REQUIRED WORK:
The whole listing below is to be repeated without alteration.

DATA SHOWN:
....

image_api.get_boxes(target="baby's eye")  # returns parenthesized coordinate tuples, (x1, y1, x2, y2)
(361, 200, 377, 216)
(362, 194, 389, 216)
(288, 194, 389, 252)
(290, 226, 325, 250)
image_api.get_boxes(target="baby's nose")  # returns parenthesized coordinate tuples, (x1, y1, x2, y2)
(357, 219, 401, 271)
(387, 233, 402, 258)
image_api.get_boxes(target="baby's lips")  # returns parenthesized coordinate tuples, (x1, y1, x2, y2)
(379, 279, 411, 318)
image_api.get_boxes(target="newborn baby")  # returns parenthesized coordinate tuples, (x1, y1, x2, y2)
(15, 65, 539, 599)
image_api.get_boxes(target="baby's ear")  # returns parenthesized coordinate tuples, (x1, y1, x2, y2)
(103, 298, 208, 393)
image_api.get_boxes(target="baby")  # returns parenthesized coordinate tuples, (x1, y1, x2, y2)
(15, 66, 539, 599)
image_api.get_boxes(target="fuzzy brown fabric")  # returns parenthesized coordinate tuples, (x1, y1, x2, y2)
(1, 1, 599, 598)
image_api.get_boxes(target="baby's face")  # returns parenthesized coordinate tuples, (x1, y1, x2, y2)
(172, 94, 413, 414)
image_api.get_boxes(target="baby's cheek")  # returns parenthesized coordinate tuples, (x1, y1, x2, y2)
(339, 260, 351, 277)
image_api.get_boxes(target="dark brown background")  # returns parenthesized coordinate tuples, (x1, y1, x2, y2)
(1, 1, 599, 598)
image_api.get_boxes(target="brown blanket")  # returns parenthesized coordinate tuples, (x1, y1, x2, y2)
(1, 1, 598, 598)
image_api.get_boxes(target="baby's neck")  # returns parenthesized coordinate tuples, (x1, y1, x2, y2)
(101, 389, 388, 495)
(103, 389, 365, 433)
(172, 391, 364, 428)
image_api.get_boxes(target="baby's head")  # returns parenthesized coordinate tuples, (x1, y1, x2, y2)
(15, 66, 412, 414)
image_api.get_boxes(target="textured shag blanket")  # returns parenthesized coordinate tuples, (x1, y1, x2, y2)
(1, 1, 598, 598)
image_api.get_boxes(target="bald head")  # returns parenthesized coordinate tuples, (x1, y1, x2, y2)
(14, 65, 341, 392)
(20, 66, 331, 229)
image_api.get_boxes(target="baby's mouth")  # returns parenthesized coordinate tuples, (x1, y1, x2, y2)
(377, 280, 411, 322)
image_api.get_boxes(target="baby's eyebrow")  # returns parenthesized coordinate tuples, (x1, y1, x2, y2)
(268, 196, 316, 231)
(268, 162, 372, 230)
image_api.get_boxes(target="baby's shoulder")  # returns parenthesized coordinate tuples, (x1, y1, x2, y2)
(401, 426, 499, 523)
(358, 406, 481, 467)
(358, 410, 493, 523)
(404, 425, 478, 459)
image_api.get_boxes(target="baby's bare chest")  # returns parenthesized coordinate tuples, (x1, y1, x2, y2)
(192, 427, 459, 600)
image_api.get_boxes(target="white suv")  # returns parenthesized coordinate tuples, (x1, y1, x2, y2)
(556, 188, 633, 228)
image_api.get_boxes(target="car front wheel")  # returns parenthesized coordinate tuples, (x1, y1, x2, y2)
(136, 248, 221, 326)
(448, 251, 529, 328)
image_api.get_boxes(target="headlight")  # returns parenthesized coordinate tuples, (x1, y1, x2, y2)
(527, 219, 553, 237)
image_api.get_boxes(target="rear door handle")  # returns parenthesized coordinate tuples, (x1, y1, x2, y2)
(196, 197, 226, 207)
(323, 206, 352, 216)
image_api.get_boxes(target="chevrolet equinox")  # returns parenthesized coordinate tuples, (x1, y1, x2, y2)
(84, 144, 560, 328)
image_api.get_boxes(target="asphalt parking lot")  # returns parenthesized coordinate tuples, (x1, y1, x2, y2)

....

WRITTEN SOLUTION:
image_api.get_boxes(target="baby's eye")  # returns parenthesized coordinate tuples, (x1, y1, x2, y2)
(361, 200, 377, 216)
(362, 194, 389, 216)
(288, 194, 389, 252)
(290, 226, 325, 250)
image_api.get_boxes(target="baby's nose")  # returns parenthesized coordinate tuples, (x1, y1, x2, y2)
(357, 219, 401, 271)
(387, 233, 402, 258)
image_api.get_boxes(target="baby's lips")  # returns parenthesized coordinate tuples, (x1, y1, x2, y2)
(379, 279, 411, 318)
image_api.get_boxes(target="newborn baby")  # returns parenthesized coordinate tuples, (x1, y1, x2, y2)
(15, 65, 539, 599)
image_api.get_boxes(target="baby's ear")  # returns parenthesized coordinate tuples, (x1, y1, x2, y2)
(103, 298, 208, 393)
image_api.get_boxes(target="baby")  # returns parenthesized coordinate tuples, (x1, y1, x2, y2)
(15, 66, 539, 599)
image_api.get_boxes(target="fuzzy brown fabric")  # returns parenthesized coordinate tuples, (x1, y1, x2, y2)
(1, 1, 599, 598)
image_api.get_boxes(target="baby's face")  # returns parenthesized coordinate tuples, (x1, y1, x2, y2)
(172, 94, 413, 414)
image_api.get_boxes(target="baby's cheek")  # returns parenthesized coordinate tuples, (x1, y1, x2, y2)
(339, 260, 351, 277)
image_api.get_boxes(target="dark brown background")  # returns parenthesized coordinate tuples, (x1, y1, x2, y2)
(1, 1, 599, 598)
image_api.get_boxes(target="brown blanket")  # returns parenthesized coordinate tuples, (x1, y1, x2, y2)
(1, 1, 598, 598)
image_api.get_boxes(target="baby's neck")  # returns parenthesized coordinate tuples, (x1, y1, x2, y2)
(101, 389, 388, 495)
(103, 389, 365, 433)
(172, 391, 364, 428)
image_api.get_boxes(target="baby's head")  # returns parenthesized coordinate tuples, (x1, y1, x2, y2)
(15, 66, 412, 414)
image_api.get_boxes(target="textured shag blanket")  # returns parenthesized coordinate tuples, (x1, y1, x2, y2)
(1, 1, 598, 598)
image_api.get_boxes(target="bald head")  # returns parenthesized coordinate tuples, (x1, y1, x2, y2)
(14, 65, 341, 392)
(20, 66, 331, 229)
image_api.get_boxes(target="baby's mouth")  # returns parenthesized coordinate tuples, (x1, y1, x2, y2)
(377, 280, 411, 322)
image_api.get_boxes(target="baby's eyebrow")  # returns parenthesized coordinate tuples, (x1, y1, x2, y2)
(268, 196, 316, 231)
(268, 162, 372, 230)
image_api.get_boxes(target="baby's shoulder")  # returns parenthesized coordinate tuples, (x1, y1, x2, y2)
(401, 426, 499, 523)
(358, 406, 481, 467)
(358, 410, 493, 523)
(404, 425, 478, 459)
image_api.get_boxes(target="baby's bare chest")  # returns parenthesized coordinate tuples, (x1, y1, x2, y2)
(192, 427, 459, 600)
image_api.get_boxes(target="white suv")  # returns parenthesized coordinate tuples, (x1, y1, x2, y2)
(556, 188, 633, 228)
image_api.get_boxes(target="car front wheel")  # returns parenthesized coordinate tuples, (x1, y1, x2, y2)
(136, 248, 221, 326)
(448, 251, 529, 328)
image_api.get_boxes(target="headlight")  # returns parenthesized coordinate tuples, (x1, y1, x2, y2)
(527, 219, 553, 237)
image_api.get_boxes(target="rear door handle")  # returns parenthesized coordinate tuples, (x1, y1, x2, y2)
(196, 197, 226, 207)
(323, 206, 352, 216)
image_api.get_boxes(target="chevrolet equinox")  # returns parenthesized coordinate tuples, (x1, y1, x2, y2)
(84, 144, 560, 328)
image_api.get_boxes(target="asphalt parking lot")  # returns parenthesized coordinate tuples, (x1, y1, x2, y2)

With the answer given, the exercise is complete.